— START EXCERPTED RECORDS —

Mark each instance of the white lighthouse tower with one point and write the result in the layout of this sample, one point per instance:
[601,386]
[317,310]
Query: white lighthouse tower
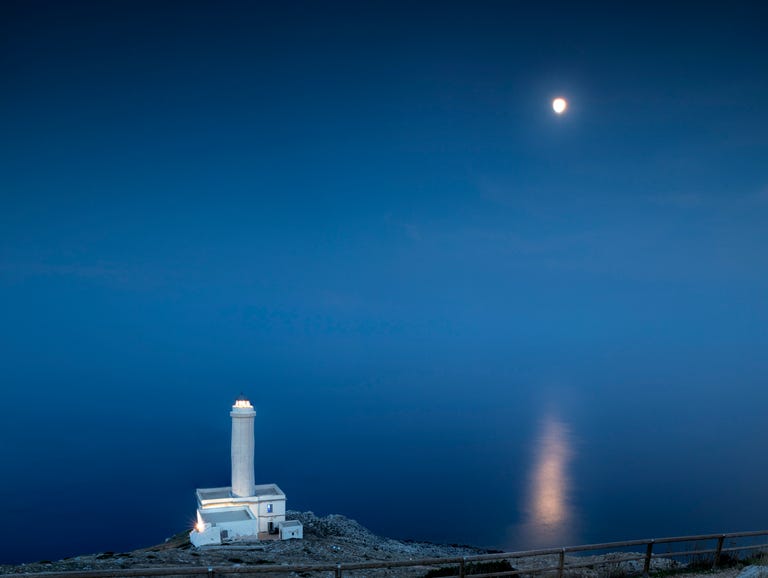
[243,414]
[242,511]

— END EXCERPTED RECORDS —

### [TASK STATEMENT]
Present every line of the records above as a numbered list, omitting any blank lines and leaving the pictures out of the answer.

### [SOLUTION]
1. Mark each instance of the white lighthouse tower with one point and write the result in the layout of this sample, one point per instance:
2. [601,386]
3. [317,310]
4. Query: white lighthouse tower
5. [243,414]
6. [242,511]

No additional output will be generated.